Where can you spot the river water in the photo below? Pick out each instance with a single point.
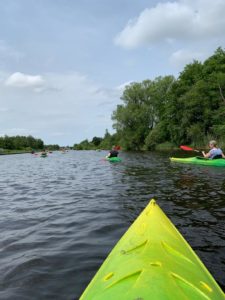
(61, 215)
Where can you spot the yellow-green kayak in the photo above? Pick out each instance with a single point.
(200, 161)
(152, 261)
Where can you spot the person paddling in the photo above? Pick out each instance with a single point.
(113, 152)
(214, 152)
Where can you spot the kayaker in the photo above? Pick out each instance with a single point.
(113, 152)
(214, 152)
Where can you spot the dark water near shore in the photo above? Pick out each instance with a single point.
(61, 215)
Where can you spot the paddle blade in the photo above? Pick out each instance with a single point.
(186, 148)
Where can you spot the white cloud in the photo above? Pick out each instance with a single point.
(183, 56)
(65, 113)
(171, 21)
(21, 80)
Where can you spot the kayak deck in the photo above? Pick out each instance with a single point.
(200, 161)
(152, 261)
(113, 159)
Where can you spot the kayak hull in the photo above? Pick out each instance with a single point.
(200, 161)
(113, 159)
(152, 261)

******************************

__About this task__. A precise repetition of every entry, free of pictures, is the expected answer.

__Answer to this exercise__.
Where can you spot the river water in the photo below? Pick out each instance with a single point.
(61, 215)
Where can you spot the yellow-green kayak in the photo above? Pick out each instance with a single point.
(200, 161)
(152, 261)
Where can you spot the person paddling in the photo above? Pick out each instance with a single point.
(113, 152)
(214, 152)
Where can you spot the kayaker in the photo above? Pick out each instance with a single point.
(113, 152)
(214, 152)
Where can you spot the dark water near shore in the photo above? Pick out each instance with a single point.
(61, 215)
Where can you spot the paddle blade in the photo above? Pick out each instance with a single point.
(186, 148)
Where can you spot the white cloud in the photo above? Pick out each instance with a single point.
(183, 56)
(65, 113)
(171, 21)
(21, 80)
Where can you spot the kayak deck in the photo above? Pick out each instance with a single point.
(200, 161)
(152, 261)
(113, 159)
Where can you spot the kayak hull in the photo above? Pick out each instance with a single point.
(200, 161)
(113, 159)
(152, 261)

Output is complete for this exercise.